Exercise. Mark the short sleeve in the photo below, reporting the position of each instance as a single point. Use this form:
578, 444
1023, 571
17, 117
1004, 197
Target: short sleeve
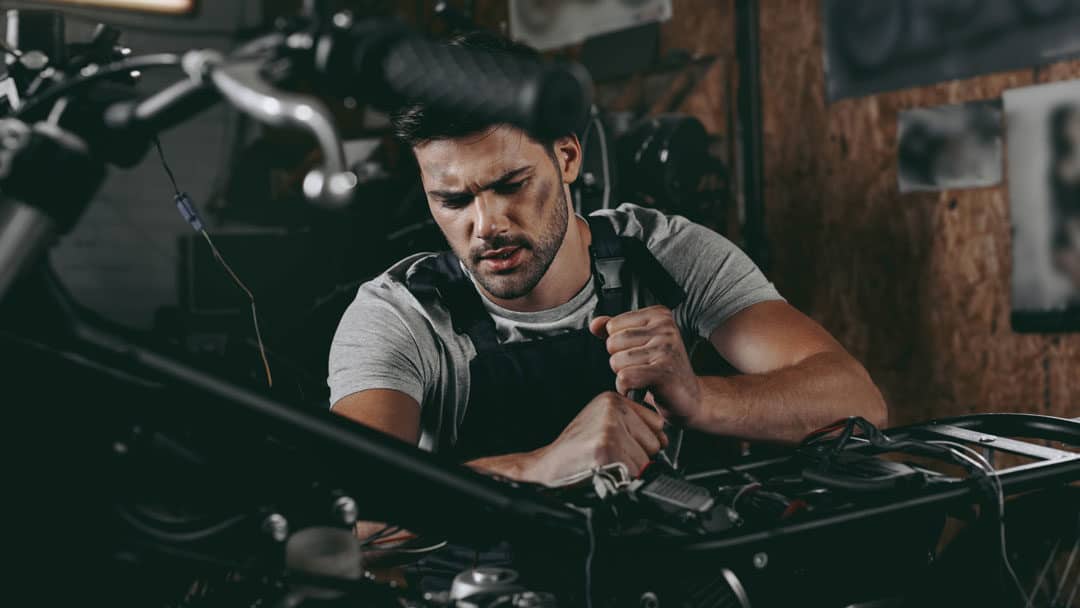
719, 280
378, 346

▶ TASK DIRECTIONS
Set down the entries above line for line and word for word, leaving out the pictures.

▶ FULL SOLUTION
Exercise. Mark the short sleeve in the photo below, reporting the position of each instance as a single point. Use this form:
578, 444
1023, 571
17, 117
1004, 197
Target: short sleeve
719, 280
378, 346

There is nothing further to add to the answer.